- _EXERCISE AIM_:
Below are records. Find each line in them that holds the word "straw" and copy it.

- _EXTRACTED RECORDS_:
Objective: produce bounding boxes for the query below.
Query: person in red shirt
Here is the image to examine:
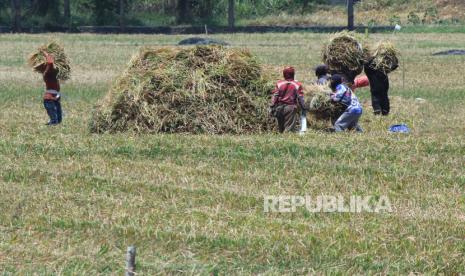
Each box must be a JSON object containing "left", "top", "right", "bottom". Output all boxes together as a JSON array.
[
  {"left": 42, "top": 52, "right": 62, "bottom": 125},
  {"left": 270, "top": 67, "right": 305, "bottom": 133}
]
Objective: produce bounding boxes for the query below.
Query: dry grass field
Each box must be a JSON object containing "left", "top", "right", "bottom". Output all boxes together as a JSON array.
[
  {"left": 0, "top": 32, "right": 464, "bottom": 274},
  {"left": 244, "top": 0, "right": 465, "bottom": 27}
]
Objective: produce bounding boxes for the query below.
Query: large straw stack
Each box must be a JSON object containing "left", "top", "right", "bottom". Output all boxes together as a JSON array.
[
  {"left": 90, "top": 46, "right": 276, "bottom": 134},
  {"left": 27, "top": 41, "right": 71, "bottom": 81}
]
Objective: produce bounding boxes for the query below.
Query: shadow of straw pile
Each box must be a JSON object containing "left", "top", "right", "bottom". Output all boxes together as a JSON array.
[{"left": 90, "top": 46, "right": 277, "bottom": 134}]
==
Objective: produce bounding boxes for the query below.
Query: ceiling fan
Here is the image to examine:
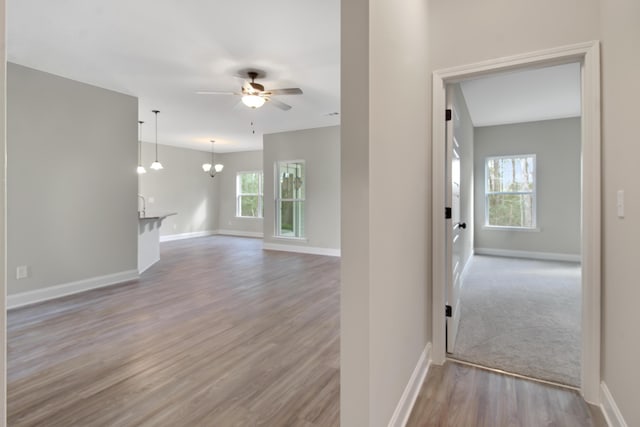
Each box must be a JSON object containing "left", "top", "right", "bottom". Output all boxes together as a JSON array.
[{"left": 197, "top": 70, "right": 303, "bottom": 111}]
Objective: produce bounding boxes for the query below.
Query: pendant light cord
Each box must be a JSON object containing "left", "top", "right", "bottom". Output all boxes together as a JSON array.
==
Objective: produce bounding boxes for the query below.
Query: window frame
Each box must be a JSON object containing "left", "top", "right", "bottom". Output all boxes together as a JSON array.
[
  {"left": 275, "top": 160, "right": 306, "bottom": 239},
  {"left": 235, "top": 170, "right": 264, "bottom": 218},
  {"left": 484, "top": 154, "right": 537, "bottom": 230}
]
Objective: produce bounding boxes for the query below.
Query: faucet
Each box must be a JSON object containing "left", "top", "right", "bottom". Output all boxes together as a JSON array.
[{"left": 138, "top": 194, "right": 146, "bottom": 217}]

- _RESULT OF THE TASK_:
Query: large straw stack
Query: shadow of straw pile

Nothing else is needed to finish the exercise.